What to produce:
Every entry below should be written out exactly, and no image should appear.

···

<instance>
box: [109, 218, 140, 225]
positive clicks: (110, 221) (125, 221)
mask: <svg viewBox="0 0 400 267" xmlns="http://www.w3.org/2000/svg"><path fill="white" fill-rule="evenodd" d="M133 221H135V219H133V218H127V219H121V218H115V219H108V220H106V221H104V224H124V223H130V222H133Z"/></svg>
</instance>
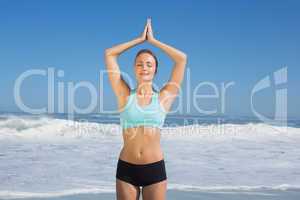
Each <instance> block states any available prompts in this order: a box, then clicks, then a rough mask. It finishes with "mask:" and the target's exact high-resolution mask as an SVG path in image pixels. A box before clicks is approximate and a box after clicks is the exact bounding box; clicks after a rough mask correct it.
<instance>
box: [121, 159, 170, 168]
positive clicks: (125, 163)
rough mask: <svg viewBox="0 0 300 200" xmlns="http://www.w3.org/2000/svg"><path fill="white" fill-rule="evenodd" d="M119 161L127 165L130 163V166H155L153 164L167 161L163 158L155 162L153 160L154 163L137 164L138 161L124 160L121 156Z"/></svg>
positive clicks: (156, 163)
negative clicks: (121, 158) (164, 160)
mask: <svg viewBox="0 0 300 200" xmlns="http://www.w3.org/2000/svg"><path fill="white" fill-rule="evenodd" d="M118 162H120V163H124V164H126V165H130V166H137V167H143V166H153V165H159V164H164V163H165V161H164V159H161V160H159V161H155V162H152V163H145V164H136V163H131V162H128V161H125V160H122V159H120V158H119V160H118Z"/></svg>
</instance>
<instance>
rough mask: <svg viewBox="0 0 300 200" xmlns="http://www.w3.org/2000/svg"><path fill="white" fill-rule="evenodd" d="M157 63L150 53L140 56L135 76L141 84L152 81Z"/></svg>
mask: <svg viewBox="0 0 300 200" xmlns="http://www.w3.org/2000/svg"><path fill="white" fill-rule="evenodd" d="M155 68H156V63H155V59H154V58H153V56H152V55H151V54H149V53H142V54H140V55H139V56H138V57H137V58H136V61H135V67H134V69H135V76H136V79H137V80H138V81H139V82H145V81H152V79H153V77H154V75H155Z"/></svg>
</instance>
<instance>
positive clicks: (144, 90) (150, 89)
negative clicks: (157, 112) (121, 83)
mask: <svg viewBox="0 0 300 200" xmlns="http://www.w3.org/2000/svg"><path fill="white" fill-rule="evenodd" d="M136 88H137V93H138V94H140V95H146V94H152V93H153V88H152V83H150V84H138V85H137V87H136Z"/></svg>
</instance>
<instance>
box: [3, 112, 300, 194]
mask: <svg viewBox="0 0 300 200" xmlns="http://www.w3.org/2000/svg"><path fill="white" fill-rule="evenodd" d="M161 135H162V137H161V145H162V149H163V151H164V159H165V164H166V170H167V177H168V186H167V187H168V193H167V196H168V198H169V199H300V172H299V169H300V120H297V119H290V120H289V121H288V125H287V127H284V126H276V125H270V124H266V123H263V122H260V121H259V120H256V119H251V118H249V117H206V116H202V117H200V116H187V115H169V116H168V117H167V119H166V123H165V125H164V127H163V129H162V131H161ZM121 148H122V132H121V128H120V126H119V118H118V115H109V114H88V115H76V116H75V117H74V118H73V119H72V120H70V119H68V116H67V115H64V114H51V115H50V114H49V115H46V114H45V115H29V114H22V113H7V112H2V113H0V199H53V200H54V199H64V200H66V199H115V170H116V165H117V160H118V155H119V152H120V150H121Z"/></svg>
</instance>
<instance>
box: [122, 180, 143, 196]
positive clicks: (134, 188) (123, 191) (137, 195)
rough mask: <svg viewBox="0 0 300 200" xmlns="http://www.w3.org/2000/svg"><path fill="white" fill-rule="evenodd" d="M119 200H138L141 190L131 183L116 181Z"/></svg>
mask: <svg viewBox="0 0 300 200" xmlns="http://www.w3.org/2000/svg"><path fill="white" fill-rule="evenodd" d="M116 195H117V200H138V199H139V196H140V188H139V187H137V186H134V185H132V184H130V183H127V182H125V181H122V180H120V179H116Z"/></svg>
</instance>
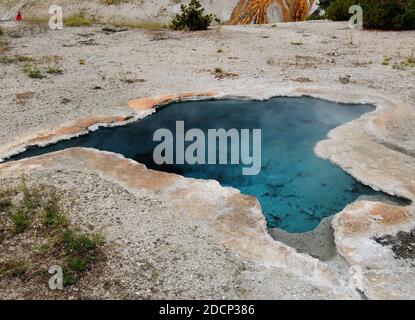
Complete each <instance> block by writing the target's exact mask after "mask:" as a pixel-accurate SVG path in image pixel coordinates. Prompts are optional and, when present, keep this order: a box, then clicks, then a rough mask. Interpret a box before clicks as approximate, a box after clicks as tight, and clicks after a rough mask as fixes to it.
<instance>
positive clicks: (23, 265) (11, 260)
mask: <svg viewBox="0 0 415 320" xmlns="http://www.w3.org/2000/svg"><path fill="white" fill-rule="evenodd" d="M26 272H27V265H26V263H25V261H23V260H17V259H12V260H8V261H6V262H5V263H3V264H2V265H1V266H0V276H6V277H13V278H20V277H21V276H22V275H24V274H25V273H26Z"/></svg>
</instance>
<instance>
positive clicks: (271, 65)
mask: <svg viewBox="0 0 415 320" xmlns="http://www.w3.org/2000/svg"><path fill="white" fill-rule="evenodd" d="M267 64H269V65H270V66H272V65H274V64H275V59H274V58H273V57H269V58H268V59H267Z"/></svg>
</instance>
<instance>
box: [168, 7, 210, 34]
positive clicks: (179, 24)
mask: <svg viewBox="0 0 415 320" xmlns="http://www.w3.org/2000/svg"><path fill="white" fill-rule="evenodd" d="M212 19H213V15H211V14H207V15H205V14H204V8H203V7H202V5H201V4H200V2H199V0H190V3H189V5H188V6H186V5H184V4H182V5H181V13H178V14H176V16H175V17H174V18H173V20H172V22H171V28H172V29H174V30H190V31H196V30H207V28H209V26H210V24H211V23H212Z"/></svg>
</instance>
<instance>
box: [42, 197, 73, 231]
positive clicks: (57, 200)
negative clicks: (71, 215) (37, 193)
mask: <svg viewBox="0 0 415 320" xmlns="http://www.w3.org/2000/svg"><path fill="white" fill-rule="evenodd" d="M42 224H43V225H44V226H45V227H47V228H49V229H59V228H63V227H66V226H67V225H68V220H67V219H66V217H65V215H64V214H63V213H62V211H61V207H60V205H59V199H58V197H57V196H56V195H55V194H52V196H51V197H50V198H49V199H48V200H47V202H46V203H45V204H44V205H43V207H42Z"/></svg>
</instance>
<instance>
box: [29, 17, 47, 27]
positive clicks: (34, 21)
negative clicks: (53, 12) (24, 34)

···

Response area:
<instance>
box: [109, 218, 140, 225]
positive clicks: (110, 221) (125, 221)
mask: <svg viewBox="0 0 400 267" xmlns="http://www.w3.org/2000/svg"><path fill="white" fill-rule="evenodd" d="M133 221H135V219H133V218H127V219H121V218H115V219H108V220H106V221H104V224H124V223H130V222H133Z"/></svg>
</instance>
Each <instance> block states any available prompts in this order: a box, then clicks, then a rough mask. It finishes with "mask:" and the target's exact high-resolution mask as an SVG path in image pixels. A box before clicks is approximate and a box after clicks is the exact bounding box; clicks after a rough mask correct it.
<instance>
box: [121, 159, 170, 168]
positive clicks: (125, 163)
rough mask: <svg viewBox="0 0 300 200" xmlns="http://www.w3.org/2000/svg"><path fill="white" fill-rule="evenodd" d="M119 161L127 165L130 163V166H155L153 164L167 161L163 158L155 162L153 160L154 163L137 164L138 161L124 160L121 156Z"/></svg>
positive clicks: (156, 163)
negative clicks: (121, 158) (164, 160)
mask: <svg viewBox="0 0 300 200" xmlns="http://www.w3.org/2000/svg"><path fill="white" fill-rule="evenodd" d="M118 162H120V163H124V164H126V165H130V166H137V167H143V166H153V165H159V164H164V163H165V161H164V159H161V160H159V161H155V162H152V163H145V164H136V163H131V162H128V161H125V160H122V159H120V158H119V160H118Z"/></svg>
</instance>
<instance>
rough mask: <svg viewBox="0 0 300 200" xmlns="http://www.w3.org/2000/svg"><path fill="white" fill-rule="evenodd" d="M157 63L150 53L140 56L135 76L141 84L152 81Z"/></svg>
mask: <svg viewBox="0 0 300 200" xmlns="http://www.w3.org/2000/svg"><path fill="white" fill-rule="evenodd" d="M155 68H156V63H155V59H154V58H153V56H152V55H151V54H149V53H142V54H140V55H139V56H138V57H137V58H136V61H135V67H134V69H135V76H136V79H137V80H138V81H139V82H145V81H152V79H153V77H154V75H155Z"/></svg>
</instance>
<instance>
positive clicks: (144, 90) (150, 89)
negative clicks: (157, 112) (121, 83)
mask: <svg viewBox="0 0 300 200" xmlns="http://www.w3.org/2000/svg"><path fill="white" fill-rule="evenodd" d="M136 88H137V93H138V94H140V95H146V94H152V93H153V88H152V83H150V84H138V85H137V87H136Z"/></svg>
</instance>
<instance>
box: [3, 112, 300, 194]
mask: <svg viewBox="0 0 300 200" xmlns="http://www.w3.org/2000/svg"><path fill="white" fill-rule="evenodd" d="M161 135H162V137H161V145H162V149H163V151H164V159H165V164H166V170H167V177H168V186H167V187H168V193H167V196H168V198H169V199H300V172H299V169H300V120H297V119H290V120H289V121H288V125H287V127H284V126H276V125H270V124H266V123H263V122H260V121H259V120H256V119H251V118H249V117H206V116H202V117H200V116H187V115H169V116H168V117H167V119H166V123H165V125H164V127H163V129H162V131H161ZM121 148H122V132H121V128H120V126H119V118H118V115H109V114H88V115H76V116H75V117H74V118H73V119H72V120H70V119H68V116H67V115H64V114H51V115H50V114H49V115H46V114H45V115H29V114H22V113H7V112H2V113H0V199H53V200H54V199H64V200H66V199H115V170H116V165H117V160H118V155H119V152H120V150H121Z"/></svg>
</instance>
<instance>
box: [122, 180, 143, 196]
positive clicks: (134, 188) (123, 191) (137, 195)
rough mask: <svg viewBox="0 0 300 200" xmlns="http://www.w3.org/2000/svg"><path fill="white" fill-rule="evenodd" d="M119 200H138L141 190L131 183L116 181Z"/></svg>
mask: <svg viewBox="0 0 300 200" xmlns="http://www.w3.org/2000/svg"><path fill="white" fill-rule="evenodd" d="M116 195H117V200H138V199H139V196H140V188H139V187H137V186H134V185H132V184H130V183H127V182H125V181H122V180H120V179H116Z"/></svg>
</instance>
Complete each <instance> block by writing the target's exact mask after "mask:" as a pixel-accurate SVG path in image pixel coordinates. Prompts are optional and, when present, keep this order: a box, then clicks, then a rough mask. Interpret a box before clicks as approximate, a box after clicks as tight, and clicks after a rough mask as fixes to it.
<instance>
positive clicks: (23, 265) (11, 260)
mask: <svg viewBox="0 0 415 320" xmlns="http://www.w3.org/2000/svg"><path fill="white" fill-rule="evenodd" d="M26 272H27V265H26V263H25V261H23V260H17V259H12V260H8V261H6V262H5V263H3V264H2V265H1V266H0V276H6V277H13V278H20V277H21V276H22V275H24V274H25V273H26Z"/></svg>
</instance>
<instance>
positive clicks: (271, 65)
mask: <svg viewBox="0 0 415 320" xmlns="http://www.w3.org/2000/svg"><path fill="white" fill-rule="evenodd" d="M267 64H269V65H270V66H272V65H274V64H275V59H274V58H273V57H269V58H268V59H267Z"/></svg>
</instance>
<instance>
box: [168, 7, 210, 34]
positive clicks: (179, 24)
mask: <svg viewBox="0 0 415 320" xmlns="http://www.w3.org/2000/svg"><path fill="white" fill-rule="evenodd" d="M212 19H213V15H211V14H207V15H205V14H204V8H203V7H202V5H201V4H200V2H199V0H190V3H189V5H188V6H186V5H184V4H182V5H181V13H178V14H176V16H175V17H174V18H173V20H172V22H171V28H172V29H174V30H190V31H196V30H207V28H209V26H210V24H211V23H212Z"/></svg>
</instance>
<instance>
box: [42, 197, 73, 231]
positive clicks: (57, 200)
negative clicks: (71, 215) (37, 193)
mask: <svg viewBox="0 0 415 320" xmlns="http://www.w3.org/2000/svg"><path fill="white" fill-rule="evenodd" d="M42 224H43V225H44V226H45V227H47V228H49V229H59V228H63V227H66V226H67V225H68V220H67V219H66V217H65V215H64V214H63V213H62V211H61V207H60V205H59V199H58V197H57V196H56V195H55V194H52V196H51V197H50V198H49V199H48V200H47V202H46V203H45V204H44V205H43V207H42Z"/></svg>
</instance>
<instance>
box: [29, 17, 47, 27]
positive clicks: (34, 21)
negative clicks: (53, 12) (24, 34)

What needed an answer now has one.